▸ THE TASK
Rewrite the rows below, changing every "place a marker" to "put a dot" and keeping everything else the same.

▸ DATASET ROWS
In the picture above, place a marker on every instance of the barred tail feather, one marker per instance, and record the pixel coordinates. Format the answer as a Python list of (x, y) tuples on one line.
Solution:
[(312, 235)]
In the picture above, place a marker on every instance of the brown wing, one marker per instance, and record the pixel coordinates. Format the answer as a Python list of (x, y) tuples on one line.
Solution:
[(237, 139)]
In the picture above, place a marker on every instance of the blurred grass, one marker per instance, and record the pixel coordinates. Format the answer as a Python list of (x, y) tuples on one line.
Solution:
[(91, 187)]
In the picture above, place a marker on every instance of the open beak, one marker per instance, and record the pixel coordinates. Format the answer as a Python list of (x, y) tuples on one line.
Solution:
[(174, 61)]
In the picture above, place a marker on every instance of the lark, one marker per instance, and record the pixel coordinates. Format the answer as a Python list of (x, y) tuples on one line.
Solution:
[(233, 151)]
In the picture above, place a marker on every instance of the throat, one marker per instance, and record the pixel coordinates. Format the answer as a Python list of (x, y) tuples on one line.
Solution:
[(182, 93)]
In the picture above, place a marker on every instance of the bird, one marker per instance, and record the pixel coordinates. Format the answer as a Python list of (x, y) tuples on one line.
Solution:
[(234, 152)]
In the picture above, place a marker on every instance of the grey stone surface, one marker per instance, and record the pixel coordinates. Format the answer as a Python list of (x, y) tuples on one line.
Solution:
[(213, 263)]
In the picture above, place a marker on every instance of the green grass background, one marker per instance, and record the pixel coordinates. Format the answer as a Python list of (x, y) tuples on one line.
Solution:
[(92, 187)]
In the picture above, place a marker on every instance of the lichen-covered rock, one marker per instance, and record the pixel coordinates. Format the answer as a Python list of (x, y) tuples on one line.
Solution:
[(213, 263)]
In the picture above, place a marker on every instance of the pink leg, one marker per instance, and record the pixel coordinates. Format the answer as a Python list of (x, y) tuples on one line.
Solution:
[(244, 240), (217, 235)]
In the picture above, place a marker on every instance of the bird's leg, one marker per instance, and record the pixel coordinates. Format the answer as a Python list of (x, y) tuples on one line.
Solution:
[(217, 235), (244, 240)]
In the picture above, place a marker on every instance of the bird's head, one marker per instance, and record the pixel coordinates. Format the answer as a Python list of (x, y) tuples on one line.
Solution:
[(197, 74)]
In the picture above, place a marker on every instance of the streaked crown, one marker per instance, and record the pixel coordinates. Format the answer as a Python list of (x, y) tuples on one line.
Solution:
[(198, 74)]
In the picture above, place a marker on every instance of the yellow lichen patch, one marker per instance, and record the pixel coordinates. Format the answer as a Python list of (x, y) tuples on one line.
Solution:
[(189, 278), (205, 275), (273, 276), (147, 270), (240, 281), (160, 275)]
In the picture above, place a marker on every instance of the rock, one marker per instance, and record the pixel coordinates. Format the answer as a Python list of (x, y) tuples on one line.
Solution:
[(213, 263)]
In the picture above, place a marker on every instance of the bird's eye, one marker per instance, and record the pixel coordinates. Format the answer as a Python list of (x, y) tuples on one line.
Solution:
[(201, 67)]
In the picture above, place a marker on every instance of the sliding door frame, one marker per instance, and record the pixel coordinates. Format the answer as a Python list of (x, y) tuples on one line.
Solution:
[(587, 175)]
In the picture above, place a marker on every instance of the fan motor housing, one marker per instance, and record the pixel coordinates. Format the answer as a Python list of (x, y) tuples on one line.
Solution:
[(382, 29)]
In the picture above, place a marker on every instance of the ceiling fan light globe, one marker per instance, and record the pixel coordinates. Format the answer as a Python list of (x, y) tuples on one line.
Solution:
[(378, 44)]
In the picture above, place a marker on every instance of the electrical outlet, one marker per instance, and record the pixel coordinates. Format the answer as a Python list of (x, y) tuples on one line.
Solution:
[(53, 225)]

▸ ANSWER FOR THIS EXERCISE
In the picture above, put a dot on every instance of the barred tail feather, one marker per instance, and record the pixel coordinates. Format the answer as a Python list of (x, y) tuples on one line.
Solution:
[(312, 235)]
In the picture above, put a dot on every instance of the brown wing, one marker per instance, and record the pixel coordinates. Format the answer as a Python list of (x, y) tuples on one line.
Solution:
[(237, 139)]
In the picture above, put a dot on every instance of the blurred grass, one marker per instance, and record the pixel coordinates. Format the answer as a Python list of (x, y) tuples on one line.
Solution:
[(91, 187)]
In the picture above, put a dot on every instance of the open beak, one marker per instance, and record the pixel coordinates. Format the answer as a Python list of (x, y) tuples on one line.
Solution:
[(174, 61)]
In the picture above, put a dot on every instance of the lark, one marker per instance, and record the pixel coordinates. Format the answer as a Python list of (x, y) tuples on one line.
Solution:
[(233, 151)]
In the picture above, put a dot on every instance of the throat, one marker per instance, and record the pixel coordinates. Format the answer as a Python list of (x, y) tuples on one line.
Solution:
[(182, 93)]
In the picture above, put a dot on every instance of the bird, one marker per instance, and record the pixel coordinates. Format the answer as a Python list of (x, y) tuples on one line.
Solution:
[(234, 152)]
In the picture above, put a dot on every instance of the grey stone surface, one marker per instance, and record the pixel coordinates. Format the answer as a Python list of (x, y) tuples on one line.
Solution:
[(213, 263)]
In the picture above, put a dot on every instance of the green grass background, one marker per instance, and record the pixel coordinates. Format the answer as a Python list of (x, y) tuples on one line.
Solution:
[(92, 187)]
In the picture above, put a dot on every instance of the lichen-covered rock, one marker per instance, and record the pixel coordinates. Format the answer as a Python list of (x, y) tuples on one line.
Solution:
[(213, 263)]
In the picture above, put a dot on every instance of the pink leg, one marker per instance, and record the pixel coordinates. Format the answer as a Python list of (x, y) tuples on one line.
Solution:
[(244, 240), (217, 235)]
In the picture above, put a dot on every instance of the bird's leg, one marker per instance, and record the pixel coordinates. Format the answer as a Python list of (x, y) tuples on one line.
Solution:
[(217, 235), (244, 240)]
In the picture above, put a dot on every instance of the bird's head, one marker per instance, and record the pixel coordinates. Format the answer as a Python list of (x, y) tuples on one line.
Solution:
[(197, 74)]
In the picture above, put a dot on every instance of the streaked crown, one marker per instance, and record the pixel coordinates. Format the answer as a Python list of (x, y) tuples on one line.
Solution:
[(198, 74)]
In the picture above, put a dot on every instance of the yellow lichen patch, one marker per instance, and record the pixel coordinates. Format the answer as a Python list of (x, y) tuples on one line.
Solution:
[(189, 278), (205, 275), (273, 276), (147, 270), (240, 281), (160, 275)]
In the picture above, put a dot on every instance of the rock, one marker per instance, and record the pixel coordinates. Format the answer as a Python list of (x, y) tuples on one line.
Solution:
[(213, 263)]
In the picture above, put a dot on every instance of the bird's eye, one marker per instance, and record the pixel coordinates. Format the answer as a Python list of (x, y) tuples on one line.
Solution:
[(201, 67)]
In the picture above, put a dot on every instance of the sliding door frame, one marker per instance, and record the pixel coordinates. Format the answer as a Python list of (x, y) tuples on one line.
Solution:
[(587, 175)]
In the picture above, put a dot on every instance of the fan motor housing, one marker per instance, and record the pixel coordinates. Format the answer as a Python list of (x, y) tuples on one line.
Solution:
[(382, 29)]
In the picture above, put a dot on every instance of the ceiling fan light globe, one marker per instance, and record the pixel coordinates. Format the answer as a Python list of (x, y) tuples on one line.
Solution:
[(378, 44)]
In the picture above, put a dot on every instance of the electrical outlet, one marker per instance, and record the pixel coordinates. Format the answer as a Python list of (x, y) tuples on one line.
Solution:
[(53, 225)]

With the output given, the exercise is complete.